-- begin Records provided --

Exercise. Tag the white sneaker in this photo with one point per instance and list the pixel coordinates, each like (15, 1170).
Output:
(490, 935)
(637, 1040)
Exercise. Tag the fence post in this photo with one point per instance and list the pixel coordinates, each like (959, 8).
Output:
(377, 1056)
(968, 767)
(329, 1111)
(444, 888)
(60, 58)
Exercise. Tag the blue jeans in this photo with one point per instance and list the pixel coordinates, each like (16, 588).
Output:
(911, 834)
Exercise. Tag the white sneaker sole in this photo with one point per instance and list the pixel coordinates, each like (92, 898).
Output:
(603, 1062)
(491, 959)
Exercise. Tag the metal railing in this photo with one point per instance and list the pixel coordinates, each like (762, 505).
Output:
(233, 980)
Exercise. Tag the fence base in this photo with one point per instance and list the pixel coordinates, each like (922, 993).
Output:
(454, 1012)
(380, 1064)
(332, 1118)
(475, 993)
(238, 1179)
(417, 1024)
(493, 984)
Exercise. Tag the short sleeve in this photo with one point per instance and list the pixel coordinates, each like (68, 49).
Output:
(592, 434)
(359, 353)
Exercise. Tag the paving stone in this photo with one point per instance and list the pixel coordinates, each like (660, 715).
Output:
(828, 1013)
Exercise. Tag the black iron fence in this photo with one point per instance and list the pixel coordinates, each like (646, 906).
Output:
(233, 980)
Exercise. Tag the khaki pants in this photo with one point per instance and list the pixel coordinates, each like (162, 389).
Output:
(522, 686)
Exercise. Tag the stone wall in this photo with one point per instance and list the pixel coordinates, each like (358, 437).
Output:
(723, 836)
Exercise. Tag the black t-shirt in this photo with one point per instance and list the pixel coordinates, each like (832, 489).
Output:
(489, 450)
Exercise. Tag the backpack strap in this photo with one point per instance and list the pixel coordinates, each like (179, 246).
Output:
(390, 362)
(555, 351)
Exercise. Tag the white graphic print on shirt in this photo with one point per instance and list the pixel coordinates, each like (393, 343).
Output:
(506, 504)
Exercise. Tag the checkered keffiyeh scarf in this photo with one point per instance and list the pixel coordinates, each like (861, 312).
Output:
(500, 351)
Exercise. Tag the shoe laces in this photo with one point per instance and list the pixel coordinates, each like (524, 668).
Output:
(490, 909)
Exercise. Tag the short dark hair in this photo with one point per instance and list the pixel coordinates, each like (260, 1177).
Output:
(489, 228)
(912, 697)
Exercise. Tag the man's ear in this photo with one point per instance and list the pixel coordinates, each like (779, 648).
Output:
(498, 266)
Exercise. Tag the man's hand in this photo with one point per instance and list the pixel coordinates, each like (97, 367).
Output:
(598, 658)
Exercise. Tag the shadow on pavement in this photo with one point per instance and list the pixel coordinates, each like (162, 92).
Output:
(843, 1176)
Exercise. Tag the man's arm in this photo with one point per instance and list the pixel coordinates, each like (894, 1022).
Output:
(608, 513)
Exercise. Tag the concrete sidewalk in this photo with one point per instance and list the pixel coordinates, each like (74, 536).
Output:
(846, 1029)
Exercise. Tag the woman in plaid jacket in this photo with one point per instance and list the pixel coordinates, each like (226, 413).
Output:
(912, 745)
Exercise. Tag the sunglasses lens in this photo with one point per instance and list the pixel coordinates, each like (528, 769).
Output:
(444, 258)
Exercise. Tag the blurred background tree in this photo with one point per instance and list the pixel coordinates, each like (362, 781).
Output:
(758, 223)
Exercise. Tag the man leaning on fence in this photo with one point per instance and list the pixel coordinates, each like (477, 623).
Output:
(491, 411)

-- end Records provided --

- What you should do -
Word for word, quote the lines from the line containing "Exercise. Tag the woman" through the end of the material, both included, and nothing else.

- The output -
Exercise. Tag the woman in plaid jacket in this photo with one point per instance and list the pixel coordinates, each like (226, 413).
Output:
(912, 745)
Exercise. Tag the sunglasses lens in this photo with one point per instance and list the pixel coordinates, each like (528, 769).
Output:
(444, 258)
Exercise. Tag the blurred background tree in this photo with one point per instance and list the pixel coordinates, each like (362, 781).
Output:
(758, 223)
Exercise. Tag the man leaning on fence in this photo with one point per instance and list the pixel coordinates, each like (477, 623).
Output:
(491, 411)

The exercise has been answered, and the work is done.